User enters a query.
LangChain searches for the most relevant products using embeddings and Chroma.
The matched products are passed to the LLM (via Ollama) to generate a friendly, personalized recommendation.

Step-by-Step Implementation

1. Prepare Product Data

Format your product catalog in a structured format like JSON:

[
  {
    "id": "1",
    "name": "Nike Pegasus 39",
    "description": "Waterproof women's running shoe",
    "category": "Running Shoes",
    "tags": ["waterproof", "running", "women"]
  },
  ...
]

2. Install Required Packages

pip install langchain-community langchain-core chromadb sentence-transformers ollama

Make sure Ollama is installed and running with your chosen model (e.g., ollama pull llama3).

Referring expression pointing data ->
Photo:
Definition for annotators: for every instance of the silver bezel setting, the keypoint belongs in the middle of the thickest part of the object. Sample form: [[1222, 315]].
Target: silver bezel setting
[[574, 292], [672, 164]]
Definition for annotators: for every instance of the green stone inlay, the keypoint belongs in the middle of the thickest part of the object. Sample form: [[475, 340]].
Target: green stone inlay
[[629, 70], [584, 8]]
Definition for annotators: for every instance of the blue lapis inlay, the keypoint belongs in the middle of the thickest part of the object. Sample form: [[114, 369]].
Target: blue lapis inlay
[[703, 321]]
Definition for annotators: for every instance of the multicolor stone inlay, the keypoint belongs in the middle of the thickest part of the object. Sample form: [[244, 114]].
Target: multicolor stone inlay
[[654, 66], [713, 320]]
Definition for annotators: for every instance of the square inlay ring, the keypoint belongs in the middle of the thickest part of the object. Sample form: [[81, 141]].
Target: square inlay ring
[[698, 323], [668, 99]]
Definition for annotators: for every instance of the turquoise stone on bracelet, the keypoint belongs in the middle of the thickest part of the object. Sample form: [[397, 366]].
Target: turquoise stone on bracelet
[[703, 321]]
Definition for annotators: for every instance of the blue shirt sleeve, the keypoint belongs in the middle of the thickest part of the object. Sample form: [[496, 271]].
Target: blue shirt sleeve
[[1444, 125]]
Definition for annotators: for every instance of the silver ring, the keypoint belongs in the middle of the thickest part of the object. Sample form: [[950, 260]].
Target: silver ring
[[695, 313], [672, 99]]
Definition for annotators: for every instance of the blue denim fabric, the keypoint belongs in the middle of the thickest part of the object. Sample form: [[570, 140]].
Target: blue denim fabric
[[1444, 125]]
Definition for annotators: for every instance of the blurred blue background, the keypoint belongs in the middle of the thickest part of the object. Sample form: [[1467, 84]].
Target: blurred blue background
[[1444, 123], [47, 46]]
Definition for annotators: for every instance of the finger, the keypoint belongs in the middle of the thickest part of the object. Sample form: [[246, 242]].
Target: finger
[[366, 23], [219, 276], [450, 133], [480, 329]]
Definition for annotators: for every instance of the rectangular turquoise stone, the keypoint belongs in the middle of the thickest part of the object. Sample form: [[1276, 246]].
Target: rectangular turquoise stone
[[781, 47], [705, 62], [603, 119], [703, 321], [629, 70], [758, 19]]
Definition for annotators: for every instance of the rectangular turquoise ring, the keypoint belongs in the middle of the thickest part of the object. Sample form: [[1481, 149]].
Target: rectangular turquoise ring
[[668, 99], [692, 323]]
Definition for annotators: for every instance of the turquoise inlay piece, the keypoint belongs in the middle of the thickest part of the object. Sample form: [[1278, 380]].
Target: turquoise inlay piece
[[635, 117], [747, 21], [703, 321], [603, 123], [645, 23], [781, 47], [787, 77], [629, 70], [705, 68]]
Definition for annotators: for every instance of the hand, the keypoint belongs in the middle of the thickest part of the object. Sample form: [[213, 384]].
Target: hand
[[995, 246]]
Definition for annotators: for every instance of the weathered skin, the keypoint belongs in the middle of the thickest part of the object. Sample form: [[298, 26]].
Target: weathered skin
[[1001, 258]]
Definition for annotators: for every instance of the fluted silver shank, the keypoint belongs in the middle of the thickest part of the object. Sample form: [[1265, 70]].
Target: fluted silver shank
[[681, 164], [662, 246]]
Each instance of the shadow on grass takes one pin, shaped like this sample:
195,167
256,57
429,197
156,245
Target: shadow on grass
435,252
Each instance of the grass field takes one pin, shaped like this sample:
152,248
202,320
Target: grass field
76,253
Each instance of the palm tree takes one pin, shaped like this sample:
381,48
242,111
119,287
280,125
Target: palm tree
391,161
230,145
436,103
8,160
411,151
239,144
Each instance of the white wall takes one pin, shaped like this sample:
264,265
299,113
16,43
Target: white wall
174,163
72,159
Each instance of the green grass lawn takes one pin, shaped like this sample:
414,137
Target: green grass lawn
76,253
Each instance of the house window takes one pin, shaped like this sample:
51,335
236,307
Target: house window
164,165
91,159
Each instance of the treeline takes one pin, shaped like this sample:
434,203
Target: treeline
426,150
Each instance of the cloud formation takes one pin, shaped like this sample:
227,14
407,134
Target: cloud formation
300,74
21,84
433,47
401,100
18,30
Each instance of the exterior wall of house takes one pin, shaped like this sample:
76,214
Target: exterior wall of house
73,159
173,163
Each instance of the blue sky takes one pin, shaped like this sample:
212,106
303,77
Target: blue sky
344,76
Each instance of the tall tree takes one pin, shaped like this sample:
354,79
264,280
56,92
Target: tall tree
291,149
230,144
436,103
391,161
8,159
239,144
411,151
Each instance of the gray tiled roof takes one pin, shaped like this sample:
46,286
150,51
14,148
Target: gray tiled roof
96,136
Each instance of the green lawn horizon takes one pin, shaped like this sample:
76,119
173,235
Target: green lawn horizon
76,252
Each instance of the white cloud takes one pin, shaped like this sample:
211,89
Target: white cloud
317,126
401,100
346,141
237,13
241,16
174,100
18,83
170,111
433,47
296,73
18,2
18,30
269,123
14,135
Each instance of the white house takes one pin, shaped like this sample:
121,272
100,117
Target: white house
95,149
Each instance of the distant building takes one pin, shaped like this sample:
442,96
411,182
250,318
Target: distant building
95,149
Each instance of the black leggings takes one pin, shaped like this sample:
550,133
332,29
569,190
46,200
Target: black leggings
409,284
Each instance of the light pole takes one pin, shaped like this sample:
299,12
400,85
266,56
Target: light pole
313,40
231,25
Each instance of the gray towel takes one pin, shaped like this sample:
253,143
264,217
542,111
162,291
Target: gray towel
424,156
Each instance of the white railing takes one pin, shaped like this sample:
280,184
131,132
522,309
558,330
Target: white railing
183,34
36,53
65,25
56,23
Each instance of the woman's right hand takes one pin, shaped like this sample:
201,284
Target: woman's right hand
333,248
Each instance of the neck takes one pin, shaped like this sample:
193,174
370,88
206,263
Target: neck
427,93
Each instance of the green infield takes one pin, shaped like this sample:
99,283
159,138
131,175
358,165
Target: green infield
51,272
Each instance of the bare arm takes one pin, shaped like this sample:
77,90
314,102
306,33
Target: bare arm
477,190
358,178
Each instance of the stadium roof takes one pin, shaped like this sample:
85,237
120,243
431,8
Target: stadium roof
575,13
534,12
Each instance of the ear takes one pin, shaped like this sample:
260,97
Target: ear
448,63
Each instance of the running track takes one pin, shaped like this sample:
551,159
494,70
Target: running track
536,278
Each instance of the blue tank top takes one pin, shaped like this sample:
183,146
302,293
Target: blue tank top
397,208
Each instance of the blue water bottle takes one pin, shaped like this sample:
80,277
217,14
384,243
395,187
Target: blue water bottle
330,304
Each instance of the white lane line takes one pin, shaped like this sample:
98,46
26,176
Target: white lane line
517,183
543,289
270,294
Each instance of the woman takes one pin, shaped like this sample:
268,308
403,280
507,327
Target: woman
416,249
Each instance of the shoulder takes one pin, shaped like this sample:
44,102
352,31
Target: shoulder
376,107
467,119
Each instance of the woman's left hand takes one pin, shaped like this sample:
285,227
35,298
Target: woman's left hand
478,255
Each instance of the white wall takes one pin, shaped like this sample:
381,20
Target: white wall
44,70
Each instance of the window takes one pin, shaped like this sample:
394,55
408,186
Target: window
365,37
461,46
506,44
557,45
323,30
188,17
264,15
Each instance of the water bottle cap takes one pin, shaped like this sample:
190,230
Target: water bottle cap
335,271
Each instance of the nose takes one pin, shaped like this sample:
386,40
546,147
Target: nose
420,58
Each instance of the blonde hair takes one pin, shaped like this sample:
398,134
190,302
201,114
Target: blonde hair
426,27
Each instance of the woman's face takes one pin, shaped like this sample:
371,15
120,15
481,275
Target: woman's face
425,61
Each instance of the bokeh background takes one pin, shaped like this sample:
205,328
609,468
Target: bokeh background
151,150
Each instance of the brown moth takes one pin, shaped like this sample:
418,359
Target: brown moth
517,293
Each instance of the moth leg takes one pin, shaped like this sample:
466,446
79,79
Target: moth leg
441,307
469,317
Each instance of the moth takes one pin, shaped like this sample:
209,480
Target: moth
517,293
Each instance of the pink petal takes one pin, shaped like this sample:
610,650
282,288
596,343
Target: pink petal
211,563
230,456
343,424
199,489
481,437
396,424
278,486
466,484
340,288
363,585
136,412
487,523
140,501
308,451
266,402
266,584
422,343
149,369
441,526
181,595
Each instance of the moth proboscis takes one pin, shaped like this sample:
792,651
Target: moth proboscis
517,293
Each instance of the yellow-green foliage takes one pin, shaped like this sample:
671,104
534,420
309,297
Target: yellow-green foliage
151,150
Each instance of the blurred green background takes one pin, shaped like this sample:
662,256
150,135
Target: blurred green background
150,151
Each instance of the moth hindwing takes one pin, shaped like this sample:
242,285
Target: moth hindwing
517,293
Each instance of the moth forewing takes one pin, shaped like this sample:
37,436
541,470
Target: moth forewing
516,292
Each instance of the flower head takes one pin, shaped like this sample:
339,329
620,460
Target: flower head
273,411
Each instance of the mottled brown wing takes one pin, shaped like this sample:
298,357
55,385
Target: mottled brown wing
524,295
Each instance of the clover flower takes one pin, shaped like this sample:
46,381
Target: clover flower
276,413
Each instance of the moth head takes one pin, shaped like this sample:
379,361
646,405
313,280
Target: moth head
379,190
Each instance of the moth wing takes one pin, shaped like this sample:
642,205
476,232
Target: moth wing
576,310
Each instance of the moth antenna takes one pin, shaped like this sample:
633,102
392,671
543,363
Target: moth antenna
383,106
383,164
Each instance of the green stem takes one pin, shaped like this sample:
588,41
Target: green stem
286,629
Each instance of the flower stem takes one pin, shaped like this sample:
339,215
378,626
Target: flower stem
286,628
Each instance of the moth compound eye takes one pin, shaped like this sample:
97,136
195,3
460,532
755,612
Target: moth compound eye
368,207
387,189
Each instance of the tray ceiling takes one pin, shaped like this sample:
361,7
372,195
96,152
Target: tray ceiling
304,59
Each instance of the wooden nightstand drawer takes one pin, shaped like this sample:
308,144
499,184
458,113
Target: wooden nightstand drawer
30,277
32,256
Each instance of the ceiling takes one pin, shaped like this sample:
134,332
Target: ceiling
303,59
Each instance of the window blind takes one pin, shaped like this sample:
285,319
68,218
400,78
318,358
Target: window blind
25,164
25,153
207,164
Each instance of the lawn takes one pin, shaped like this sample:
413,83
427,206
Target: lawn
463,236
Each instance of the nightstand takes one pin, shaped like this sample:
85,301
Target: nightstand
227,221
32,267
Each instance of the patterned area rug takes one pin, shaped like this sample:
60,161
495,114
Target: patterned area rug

Required actions ->
• a. According to the excerpted text, in what format should the product catalog be structured?
• b. In the excerpted text, why are the matched products passed to the LLM?
• c. Rewrite part of the excerpted text, starting at the words that have "LangChain searches for" and ending after "friendly, personalized recommendation.". Substitute "items" for "products" throughout.

Numbered responses ->
• a. In a structured format like JSON.

• b. They are passed to the LLM, via Ollama, so it can generate a friendly, personalized recommendation.

• c.
LangChain searches for the most relevant items using embeddings and Chroma.
The matched items are passed to the LLM (via Ollama) to generate a friendly, personalized recommendation.